--- WHAT NEEDS TO BE DONE ---
Copy out each of the following items word for word, reproducing every line without changes.

— START OF EXTRACTED INFORMATION —

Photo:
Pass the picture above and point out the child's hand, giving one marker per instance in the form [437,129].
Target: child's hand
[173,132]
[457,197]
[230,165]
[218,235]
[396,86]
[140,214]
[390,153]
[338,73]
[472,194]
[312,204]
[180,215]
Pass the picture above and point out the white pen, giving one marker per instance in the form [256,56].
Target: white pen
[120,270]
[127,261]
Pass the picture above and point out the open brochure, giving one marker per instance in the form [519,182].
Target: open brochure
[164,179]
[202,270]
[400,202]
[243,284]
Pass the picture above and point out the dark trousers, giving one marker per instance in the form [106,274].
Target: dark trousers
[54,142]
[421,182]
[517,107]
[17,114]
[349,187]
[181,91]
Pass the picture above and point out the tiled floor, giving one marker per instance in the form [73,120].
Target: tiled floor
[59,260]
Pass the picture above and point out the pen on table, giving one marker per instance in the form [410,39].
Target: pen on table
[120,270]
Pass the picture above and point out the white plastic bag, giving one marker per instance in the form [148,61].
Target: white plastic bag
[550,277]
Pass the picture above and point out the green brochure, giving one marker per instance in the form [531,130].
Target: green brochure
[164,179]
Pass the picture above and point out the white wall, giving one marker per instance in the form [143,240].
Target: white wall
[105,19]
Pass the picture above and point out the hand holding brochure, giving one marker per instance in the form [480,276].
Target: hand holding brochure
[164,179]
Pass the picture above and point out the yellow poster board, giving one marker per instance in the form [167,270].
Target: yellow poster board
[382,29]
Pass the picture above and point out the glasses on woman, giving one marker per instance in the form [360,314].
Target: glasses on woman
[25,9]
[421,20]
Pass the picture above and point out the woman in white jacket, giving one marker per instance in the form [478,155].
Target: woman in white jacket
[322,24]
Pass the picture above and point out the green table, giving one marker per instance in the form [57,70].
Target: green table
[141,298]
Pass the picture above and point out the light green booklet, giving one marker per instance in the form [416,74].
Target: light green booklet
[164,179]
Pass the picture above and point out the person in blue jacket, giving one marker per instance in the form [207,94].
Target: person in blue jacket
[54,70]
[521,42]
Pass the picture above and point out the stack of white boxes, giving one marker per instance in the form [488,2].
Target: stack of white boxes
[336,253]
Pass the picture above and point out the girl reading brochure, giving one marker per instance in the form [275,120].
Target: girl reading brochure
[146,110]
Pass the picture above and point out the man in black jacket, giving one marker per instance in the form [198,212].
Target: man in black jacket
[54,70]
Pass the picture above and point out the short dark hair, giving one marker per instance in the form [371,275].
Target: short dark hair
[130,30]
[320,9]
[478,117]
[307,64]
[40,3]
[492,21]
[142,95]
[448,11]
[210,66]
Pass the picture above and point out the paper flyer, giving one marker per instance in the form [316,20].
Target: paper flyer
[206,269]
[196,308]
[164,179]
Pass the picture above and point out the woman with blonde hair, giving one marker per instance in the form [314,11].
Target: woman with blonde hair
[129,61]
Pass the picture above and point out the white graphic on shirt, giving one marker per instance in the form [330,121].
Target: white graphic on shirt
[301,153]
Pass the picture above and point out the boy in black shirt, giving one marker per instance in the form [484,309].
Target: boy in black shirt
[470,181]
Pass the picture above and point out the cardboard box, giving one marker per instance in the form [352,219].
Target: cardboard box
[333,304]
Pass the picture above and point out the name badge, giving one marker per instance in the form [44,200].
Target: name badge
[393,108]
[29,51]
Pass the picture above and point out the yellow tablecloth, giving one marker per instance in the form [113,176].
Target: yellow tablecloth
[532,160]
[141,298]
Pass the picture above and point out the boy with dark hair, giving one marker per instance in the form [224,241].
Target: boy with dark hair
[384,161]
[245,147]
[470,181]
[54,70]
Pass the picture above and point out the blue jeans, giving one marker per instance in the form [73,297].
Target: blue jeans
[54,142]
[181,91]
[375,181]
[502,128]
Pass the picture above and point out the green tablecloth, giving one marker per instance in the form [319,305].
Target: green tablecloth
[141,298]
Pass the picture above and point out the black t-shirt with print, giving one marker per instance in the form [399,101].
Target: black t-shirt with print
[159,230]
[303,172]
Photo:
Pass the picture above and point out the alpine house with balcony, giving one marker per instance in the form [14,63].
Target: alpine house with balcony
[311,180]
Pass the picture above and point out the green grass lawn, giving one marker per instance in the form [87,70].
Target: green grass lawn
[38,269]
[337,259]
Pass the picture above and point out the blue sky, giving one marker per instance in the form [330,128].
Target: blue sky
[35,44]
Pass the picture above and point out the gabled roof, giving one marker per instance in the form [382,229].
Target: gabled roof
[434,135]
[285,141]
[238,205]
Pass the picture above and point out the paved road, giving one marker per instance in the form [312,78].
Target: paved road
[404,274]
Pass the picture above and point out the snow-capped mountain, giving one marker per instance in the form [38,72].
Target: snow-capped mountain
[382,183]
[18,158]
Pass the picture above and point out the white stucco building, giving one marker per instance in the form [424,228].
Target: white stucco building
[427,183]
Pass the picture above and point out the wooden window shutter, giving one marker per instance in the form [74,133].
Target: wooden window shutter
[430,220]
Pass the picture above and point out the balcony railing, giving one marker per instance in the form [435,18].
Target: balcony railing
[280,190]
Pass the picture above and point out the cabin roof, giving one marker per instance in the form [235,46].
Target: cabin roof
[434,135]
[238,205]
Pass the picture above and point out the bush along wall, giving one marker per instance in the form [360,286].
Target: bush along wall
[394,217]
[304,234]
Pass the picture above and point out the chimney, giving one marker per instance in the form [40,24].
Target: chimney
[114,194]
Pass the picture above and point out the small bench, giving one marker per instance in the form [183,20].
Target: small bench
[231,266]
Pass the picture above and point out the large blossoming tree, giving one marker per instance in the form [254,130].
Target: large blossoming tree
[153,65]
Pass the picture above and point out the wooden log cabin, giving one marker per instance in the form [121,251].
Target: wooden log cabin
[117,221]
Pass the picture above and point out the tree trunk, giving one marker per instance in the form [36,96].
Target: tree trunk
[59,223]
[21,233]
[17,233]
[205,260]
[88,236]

— END OF EXTRACTED INFORMATION —

--- ANSWER TO THE PROBLEM ---
Photo:
Pass the picture above and point out the child's hand, giving one marker per instance in the form [437,129].
Target: child's hand
[173,132]
[457,197]
[230,165]
[218,235]
[396,86]
[140,214]
[390,153]
[338,73]
[472,194]
[312,204]
[180,215]
Pass the picture above and point out the white pen, giving one marker per instance in the form [256,56].
Target: white pen
[120,270]
[127,261]
Pass the picture above and point out the open brochure, giving one marker per instance in the form [519,182].
Target: open brochure
[164,179]
[202,270]
[400,202]
[243,284]
Pass the picture above and point out the dark trousers, giving one marker per instance in the form [106,274].
Target: dark trousers
[54,142]
[421,182]
[517,107]
[17,114]
[349,187]
[181,91]
Pass the picture above and point out the tiled floor, giving one marker per instance in the form [73,120].
Target: tiled floor
[59,260]
Pass the picture above and point out the pen on table, giving one marker per instance in the form [410,39].
Target: pen on table
[120,270]
Pass the picture above and point out the white plastic bag, giving one marker per instance in the form [148,61].
Target: white plastic bag
[550,277]
Pass the picture above and point out the green brochure, giving one marker per instance in the form [531,130].
Target: green brochure
[164,179]
Pass the picture above and point out the white wall, giving one marker per instance in the form [143,240].
Target: white wall
[105,19]
Pass the picture above and point out the hand holding brochure, giving one marker per instance in the form [480,276].
Target: hand holding brochure
[164,179]
Pass the picture above and point out the yellow poster board, giving one marker per instance in the form [167,270].
Target: yellow poster board
[382,29]
Pass the picture above and point out the glasses on woman, giving one marker per instance in the form [360,314].
Target: glasses on woman
[25,9]
[421,20]
Pass the picture above and point out the woman in white jacket, giving one marker per instance in the form [478,155].
Target: woman in white jacket
[322,24]
Pass the picture above and point out the green table, giving one marker per instance in the form [57,70].
Target: green table
[141,298]
Pass the picture above and point out the light green booklet, giving one marker per instance in the form [416,74].
Target: light green booklet
[164,179]
Pass the picture above and point out the person in blue jacket, giving one marker per instance in the form [207,94].
Target: person in blue jacket
[54,70]
[521,42]
Pass the picture above and point out the stack of white boxes, giving one marker per instance in the form [488,2].
Target: stack of white boxes
[336,253]
Pass the picture above and point out the girl reading brochure, giving one marker per instance in the form [275,120].
Target: girl reading brochure
[146,110]
Pass the picture above and point out the man in black jacket, giving one marker per instance in the form [198,212].
Target: man in black jacket
[54,70]
Pass the picture above and point out the short dark hair, giving one marker per instance in the form [371,275].
Target: short dark hair
[130,30]
[320,9]
[478,117]
[307,64]
[40,3]
[492,21]
[142,95]
[448,11]
[210,66]
Pass the picture above and point out the paper flyer, giving one marker per instance in the form [316,20].
Target: paper flyer
[206,269]
[196,308]
[164,179]
Pass the picture above and point out the woman with blonde hair, giving one marker per instance in the form [314,11].
Target: woman with blonde hair
[129,61]
Pass the picture above and point out the white graphic on shirt, giving one marker per instance in the form [330,121].
Target: white graphic on shirt
[301,153]
Pass the picture above and point out the boy in black shirt, giving one marker per instance in the form [484,309].
Target: boy in black shirt
[470,181]
Pass the picture above and point out the cardboard box, giving one marker per instance in the form [352,219].
Target: cardboard box
[333,304]
Pass the picture above and point out the name badge, giving one marker per instance in the form [44,200].
Target: name badge
[393,108]
[29,51]
Pass the picture above and point out the yellow tablecloth, giving one marker per instance in the form [113,176].
Target: yellow tablecloth
[532,160]
[141,298]
Pass the picture above and point out the boy with dark hair, giving one marker per instance in the form [224,241].
Target: boy with dark hair
[384,161]
[245,147]
[470,181]
[54,70]
Pass the picture above and point out the blue jeans, giving one marker per instance in the form [73,297].
Target: blue jeans
[54,142]
[181,91]
[375,181]
[502,128]
Pass the picture above and point out the green tablecloth, giving one marker per instance in the form [319,305].
Target: green tablecloth
[141,298]
Pass the picture above and point out the black t-shirt with print, giving one marker per instance in the form [399,101].
Target: black t-shirt with print
[159,230]
[303,172]
Photo:
Pass the picture above and point out the alpine house with balcony, giving one marker per instance in the form [14,63].
Target: alpine house with balcony
[311,180]
Pass the picture above and point out the green grass lawn, giving one marker per instance in the form [87,70].
Target: green grass lawn
[38,269]
[337,259]
Pass the picture above and point out the blue sky, giving one marker per instance in the form [330,128].
Target: blue sky
[35,44]
Pass the picture above and point out the gabled roof, giving one marker per instance in the form [382,229].
Target: gabled roof
[434,135]
[285,141]
[238,205]
Pass the picture above and point out the paved road, giving one marker per instance in the form [312,78].
Target: paved road
[404,274]
Pass the picture above and point out the snow-capped mountain, giving one marker per instance in the form [38,72].
Target: snow-capped mountain
[382,183]
[18,158]
Pass the picture above and point out the white stucco building, giving one marker per instance in the form [424,228].
Target: white stucco building
[427,183]
Pass the picture above and point out the wooden window shutter, giving one marker per instance in the form [74,133].
Target: wooden window shutter
[430,220]
Pass the picture above and point out the balcony railing, giving one marker per instance in the form [435,18].
Target: balcony railing
[280,190]
Pass the picture above and point out the cabin roof, giving one marker per instance in the form [235,46].
Target: cabin roof
[434,135]
[238,205]
Pass the picture above and point out the bush along wall, giving one marker per instance in the form [360,286].
Target: bush along wall
[394,217]
[304,234]
Pass the picture above and point out the chimney, giving one marker per instance in the form [40,24].
Target: chimney
[114,194]
Pass the picture above and point out the small bench, giving one marker per instance in the form [183,20].
Target: small bench
[231,266]
Pass the picture above and point out the large blossoming tree, giving one marker per instance in the form [254,130].
Target: large blossoming tree
[153,65]
Pass the picture above and point out the wooden log cabin, giving one marker per instance in the form [121,251].
Target: wooden log cabin
[117,221]
Pass the picture above and point out the tree trunk, giving one marker per instance in the form [36,96].
Target: tree trunk
[59,223]
[21,233]
[17,233]
[205,260]
[88,236]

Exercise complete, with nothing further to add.